### Activity A
Answer these questions from the article on hospitalists working with nonphysician providers:
(i) In which city was HM09 held?
(ii) Which two kinds of providers did the HM09 sessions focus on?
(iii) For which organization is Mitch Wilson the corporate medical director?
### Activity B
Pick up the article on hospitalists working with nonphysician providers after its last sentence and keep writing it.

BEGIN Selected excerpt

Hospitalists find themselves working with nonphysician providers (NPP) more and more as institutions spread workloads and cut costs. The work arrangement can be panaceas when they work well, barely palatable when they don’t.
Several sessions at HM09 in Chicago explored the best practices of HM groups that use nurse practitioners (NPs) and physician assistants (PAs). A particularly popular session examined case studies that showed two main trends: NPP programs run into trouble when the people involved view their positions as competition; programs succeed when there is buy-in from all stakeholders.
“There are things DOs and MDs do better than NPs and PAs, and there are things NPs and PAs do better than DOs and MDs,” says Mitch Wilson, MD, FHM, corporate medical director for Eagle Hospital Physicians in Atlanta. “It’s all about understanding the cumulative skill set.”

END Selected excerpt
BEGIN Supplied records

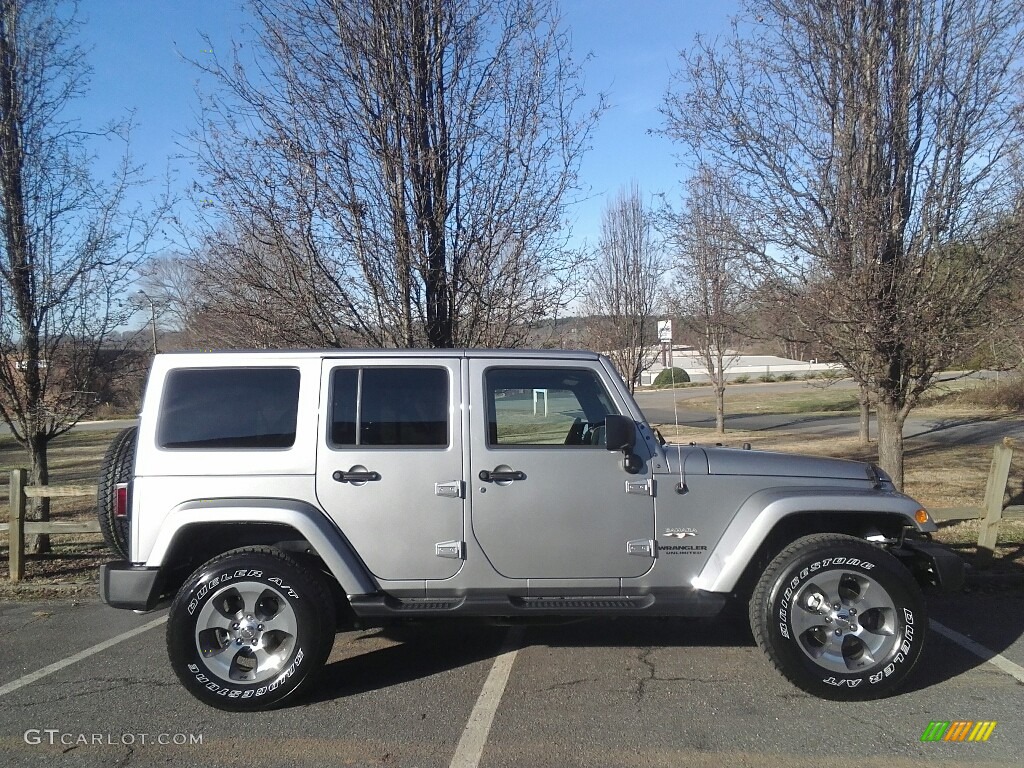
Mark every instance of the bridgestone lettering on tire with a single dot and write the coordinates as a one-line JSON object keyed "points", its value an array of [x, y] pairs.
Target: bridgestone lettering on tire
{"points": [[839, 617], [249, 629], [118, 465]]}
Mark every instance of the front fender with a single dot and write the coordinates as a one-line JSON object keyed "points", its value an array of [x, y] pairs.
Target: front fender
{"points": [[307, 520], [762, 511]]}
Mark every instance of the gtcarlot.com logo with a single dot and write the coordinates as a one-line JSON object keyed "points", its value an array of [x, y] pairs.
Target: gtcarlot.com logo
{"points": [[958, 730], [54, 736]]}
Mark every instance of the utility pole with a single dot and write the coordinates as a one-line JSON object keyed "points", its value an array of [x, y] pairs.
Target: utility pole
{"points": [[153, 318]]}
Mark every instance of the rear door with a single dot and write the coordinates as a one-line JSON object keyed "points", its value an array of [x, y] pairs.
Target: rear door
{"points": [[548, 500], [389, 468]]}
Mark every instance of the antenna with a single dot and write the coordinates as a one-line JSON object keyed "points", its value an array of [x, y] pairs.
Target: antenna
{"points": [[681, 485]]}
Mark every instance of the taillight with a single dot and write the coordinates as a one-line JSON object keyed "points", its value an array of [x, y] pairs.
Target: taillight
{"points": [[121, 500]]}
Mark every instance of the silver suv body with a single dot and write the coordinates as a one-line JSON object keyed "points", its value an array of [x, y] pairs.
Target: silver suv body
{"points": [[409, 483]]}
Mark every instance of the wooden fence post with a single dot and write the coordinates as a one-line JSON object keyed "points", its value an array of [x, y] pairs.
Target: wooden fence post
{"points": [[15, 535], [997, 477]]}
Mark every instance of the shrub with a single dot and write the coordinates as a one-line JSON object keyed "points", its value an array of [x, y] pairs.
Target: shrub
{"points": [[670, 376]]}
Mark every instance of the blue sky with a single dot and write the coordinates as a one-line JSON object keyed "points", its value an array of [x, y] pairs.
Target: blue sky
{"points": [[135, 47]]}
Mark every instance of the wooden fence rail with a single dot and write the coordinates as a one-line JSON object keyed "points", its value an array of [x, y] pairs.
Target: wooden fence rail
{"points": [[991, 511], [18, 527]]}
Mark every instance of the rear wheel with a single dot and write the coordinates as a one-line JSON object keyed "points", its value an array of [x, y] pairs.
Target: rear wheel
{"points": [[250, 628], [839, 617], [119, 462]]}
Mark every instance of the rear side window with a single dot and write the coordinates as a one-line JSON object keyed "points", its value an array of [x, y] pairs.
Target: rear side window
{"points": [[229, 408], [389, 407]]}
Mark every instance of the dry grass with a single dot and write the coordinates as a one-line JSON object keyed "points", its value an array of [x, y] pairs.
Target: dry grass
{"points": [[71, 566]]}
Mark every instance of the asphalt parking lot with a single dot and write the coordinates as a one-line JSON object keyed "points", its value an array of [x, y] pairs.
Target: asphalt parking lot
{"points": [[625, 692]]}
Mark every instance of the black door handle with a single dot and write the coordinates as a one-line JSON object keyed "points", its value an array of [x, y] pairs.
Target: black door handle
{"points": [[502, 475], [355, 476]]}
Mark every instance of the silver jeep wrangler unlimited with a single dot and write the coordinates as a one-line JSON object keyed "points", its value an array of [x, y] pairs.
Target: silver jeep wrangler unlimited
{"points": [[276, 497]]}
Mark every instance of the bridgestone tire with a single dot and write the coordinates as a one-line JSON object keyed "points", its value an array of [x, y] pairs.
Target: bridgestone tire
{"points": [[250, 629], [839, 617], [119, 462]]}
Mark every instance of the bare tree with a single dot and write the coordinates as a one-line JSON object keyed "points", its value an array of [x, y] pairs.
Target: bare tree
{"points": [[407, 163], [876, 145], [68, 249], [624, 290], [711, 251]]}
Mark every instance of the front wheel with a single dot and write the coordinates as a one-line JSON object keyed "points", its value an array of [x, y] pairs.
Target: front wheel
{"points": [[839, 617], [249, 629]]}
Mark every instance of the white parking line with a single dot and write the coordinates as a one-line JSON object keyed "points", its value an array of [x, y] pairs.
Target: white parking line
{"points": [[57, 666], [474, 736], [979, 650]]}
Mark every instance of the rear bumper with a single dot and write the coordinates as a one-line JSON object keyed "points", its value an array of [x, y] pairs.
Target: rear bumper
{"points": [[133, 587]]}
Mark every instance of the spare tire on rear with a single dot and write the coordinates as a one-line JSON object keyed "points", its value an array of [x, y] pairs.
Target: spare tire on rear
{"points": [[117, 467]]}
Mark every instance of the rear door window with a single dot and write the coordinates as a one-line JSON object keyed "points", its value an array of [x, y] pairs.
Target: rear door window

END Supplied records

### Response A
(i) Chicago
(ii) Nurse practitioners (NPs) and physician assistants (PAs)
(iii) Eagle Hospital Physicians in Atlanta

### Response B
Dr. Wilson and Tracy Cardin, ACNP, at the University of Chicago Medical Center, used care stories as teaching tools for hospitals looking to implement new programs. The first cautionary tale failed because an “old school” culture left a new NPP so isolated from physicians and nursing staff that she quit. Two other cases showed NPPs integrate more easily because of mutual respect, defined responsibilities, and an alignment of expectations between both hospitalists and NPPs.
Mac McCormick, MD, vice president of clinical services at Eagle Hospital Physicians in Atlanta, offers the following suggestions to best utilize NPPs:
•Conduct an analysis of your practice environment, bylaws, staff experience, and pre-existing attitudes to identify potential barriers and optimal opportunities in hiring NPPs;
•Avoid pigeonholing NPPs into such narrow roles as completing discharge summaries or collecting data. Tasks that tend not to utilize their skills set might lead to professional dissatisfaction and likely aren’t the most cost-efficient use of resources; and
•Approach things in a team model. Shared visits are one way to accomplish this. Keep communication lines open to make sure accurate and timely information is available to all.